PROBLEM DESCRIPTION
Continue the forum post about building a homemade server monitoring stack, starting right after its last sentence.

DOCUMENT SEGMENT
^^^^^^^^

> Short answer: Prometheus + Grafana + Alertmanager. Or, a higher-level recommen...

rudasn · on July 31, 2023

So about 3 years ago we had a bunch of on prem servers shutting down around March/April. We had even more servers that weren't shutting down so we had to "move fast" before they all had issues.

I must have spent about a week trying to learn just enough about prometheus and grafana (I had used grafana before with influx but for a different purpose) so that we could monitor temperature, memory, cpu, and disk (the bare minimum).

The goal was to have a single dashboard showing these critical metrics for all servers (< 100), and be able to receive email or sms alerts when things turned red.

No luck. After a week I had nothing to show for.

So I turned to Netdata. A one liner on each server and we had super sexy and fast dashboard for each server. No birds eye view, but fine. I then spent maybe 3-4 days trying to figure out how to get alerting to work (just email, but fine) and get temperature readings (or something like that).

No luck. By the end of week 2 I still had nothing, but a bunch of servers shutting down during peak hours.

Week 3 I said fuck it I'll do the stupidest thing and write my own stack. A bunch of shell scripts, deployed via ansible, capturing any metric I could think of, managed by systemd, posting to a $5/month server running a single nodejs service that would do in memory (only) averages, medians etc, and trigger alerts (email, sms, Slack maybe soon) when things get yellow or red.

By week 4 we had monitoring for all servers and for any metric we really needed.

Super cheap, super stable and absolutely no maintenance required. Sure, we probably can't monitor hundreds of servers or thousands of metrics, but we don't need to.

^^^^^^^^

DATASET EXTRACT
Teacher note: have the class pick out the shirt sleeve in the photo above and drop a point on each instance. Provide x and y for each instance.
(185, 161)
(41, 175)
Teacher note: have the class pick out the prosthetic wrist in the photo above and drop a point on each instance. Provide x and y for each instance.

^^^^^^^^

ANSWER FOR THE TASK
I really wanted to use something else, but I just couldn't :(

andrewm4894 · on Aug 1, 2023

> So I turned to Netdata. A one liner on each server and we had super sexy and fast dashboard for each server. No birds eye view, but fine. I then spent maybe 3-4 days trying to figure out how to get alerting to work (just email, but fine) and get temperature readings (or something like that).

I work in Netdata on ML. Just wanted to mention that as of last release a parent node will show all children in the agent dashboard so if doing again as of today a parent netdata might have got you the birds eye view as a starting point https://github.com/netdata/netdata/releases/tag/v1.41.0#v141...

(of course we also have Netdata Cloud which would have probably worked too but maybe was not as built out 3 years ago as is now - but don't want to go into sales mode and get blasted :) )

rudasn · on Aug 1, 2023

Hey! I subscribe to your github releases and was reading about all that the other day (the parent/child node stuff).

When/If I have the time I'll dig into Netdata some more as I like your approach. :)

I'm not a devops/sre/systems guy, I just do it because I have to, so it's a bit difficult for me to find the time to experiment with these tools.

andrewm4894 · on Aug 1, 2023

Cool! - we always looking for feedback, feel free to hop into our discord, forum, or GH discussions (links here: https://www.netdata.cloud/community/) to leave any feedback or ask any questions if you run into any issues.

(cheers for the mention here too - always nice to try get some feedback and discussion going on HN as its so candid :0 )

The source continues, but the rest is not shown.